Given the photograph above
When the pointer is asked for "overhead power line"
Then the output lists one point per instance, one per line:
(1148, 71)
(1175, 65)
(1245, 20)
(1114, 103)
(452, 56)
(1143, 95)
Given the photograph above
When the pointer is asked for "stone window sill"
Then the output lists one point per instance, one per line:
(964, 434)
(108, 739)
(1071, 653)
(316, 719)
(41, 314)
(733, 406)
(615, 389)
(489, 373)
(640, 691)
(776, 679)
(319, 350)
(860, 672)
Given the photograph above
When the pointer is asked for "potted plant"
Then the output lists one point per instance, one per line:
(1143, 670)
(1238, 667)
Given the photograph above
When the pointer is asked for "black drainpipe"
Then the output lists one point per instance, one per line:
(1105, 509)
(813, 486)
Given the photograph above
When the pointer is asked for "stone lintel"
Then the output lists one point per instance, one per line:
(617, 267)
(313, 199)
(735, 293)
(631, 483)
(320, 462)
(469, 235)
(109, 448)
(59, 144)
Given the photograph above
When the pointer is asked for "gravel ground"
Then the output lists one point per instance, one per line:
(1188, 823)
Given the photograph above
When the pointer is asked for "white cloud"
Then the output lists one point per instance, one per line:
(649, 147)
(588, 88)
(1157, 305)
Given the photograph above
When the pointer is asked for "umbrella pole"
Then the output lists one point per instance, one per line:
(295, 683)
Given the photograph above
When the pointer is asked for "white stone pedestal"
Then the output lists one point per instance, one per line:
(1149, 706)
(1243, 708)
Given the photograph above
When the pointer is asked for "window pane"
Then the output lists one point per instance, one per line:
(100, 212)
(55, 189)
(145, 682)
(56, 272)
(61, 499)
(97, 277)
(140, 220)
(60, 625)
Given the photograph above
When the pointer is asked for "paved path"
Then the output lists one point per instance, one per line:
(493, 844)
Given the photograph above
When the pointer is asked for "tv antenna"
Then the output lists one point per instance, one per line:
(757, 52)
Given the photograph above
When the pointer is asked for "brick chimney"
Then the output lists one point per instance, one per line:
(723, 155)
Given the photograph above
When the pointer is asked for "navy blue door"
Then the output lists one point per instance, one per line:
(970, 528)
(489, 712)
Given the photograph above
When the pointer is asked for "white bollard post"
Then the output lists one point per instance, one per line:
- - -
* **What the task asks**:
Copy out the whole listing, exactly as written.

* **Completed task**:
Given the photograph above
When the pointer is asked for "overhead power line"
Then the output lists one point per instance, one per line:
(1148, 71)
(1175, 65)
(1245, 20)
(1114, 103)
(452, 56)
(1143, 95)
Given the photograph above
When the pointer is asked for "stone window sill"
Then the output lists one point per instance, one per line:
(964, 434)
(108, 739)
(1071, 653)
(316, 719)
(41, 314)
(733, 406)
(615, 389)
(489, 373)
(640, 691)
(776, 679)
(319, 350)
(860, 672)
Given the photograph above
When the pointer is asked for "potted plant"
Then the output lists one point per instance, one per line:
(1143, 670)
(1238, 667)
Given the photograph above
When the pointer is asked for "black drainpipe"
Then the output lists one point per instance, one per line:
(1105, 509)
(813, 486)
Given the photograph above
When the pointer is asked for "stone lintel"
Then the output lists one point per instance, one per line:
(617, 267)
(313, 199)
(735, 293)
(631, 483)
(320, 462)
(469, 235)
(109, 448)
(59, 144)
Given the photograph above
When the pointer is asked for "gravel ground"
Then the output lists one point per instance, one per line:
(1188, 823)
Given the photograph above
When the pointer is asked for "white cloud"
Then the output lists one point per instance, one per line:
(649, 147)
(588, 88)
(1157, 305)
Given the photograph above
When the pointer is asked for "umbrella pole"
Then the output lists one point per instance, one per line:
(295, 683)
Given the photograph above
When the pointer is asked for "white stone pedestal"
Then the output lists one point per instance, one per line:
(1149, 706)
(1243, 708)
Given the photograph above
When the pointer is asked for "window pane"
Then the output lists one point per instance, one per line:
(100, 212)
(55, 189)
(145, 682)
(56, 272)
(61, 499)
(97, 277)
(140, 220)
(60, 625)
Given the photograph above
When the pointer is asked for "paved path"
Then the output lists one point per instance, one per line:
(493, 844)
Given the photograph above
When the pointer is asked for "tv antenna"
Then the output lists one point per instance, one per line:
(757, 52)
Given the photograph above
When the pointer is asked for "brick chimney"
Then the output lists one point per instance, one per line:
(723, 155)
Given the photograph above
When the pointer is asked for "navy blue door"
Then the output lists one point per instance, one per line:
(970, 528)
(489, 712)
Given the photograph above
When the pointer is asked for "white bollard post"
Then the output lists one point per instance, one per line:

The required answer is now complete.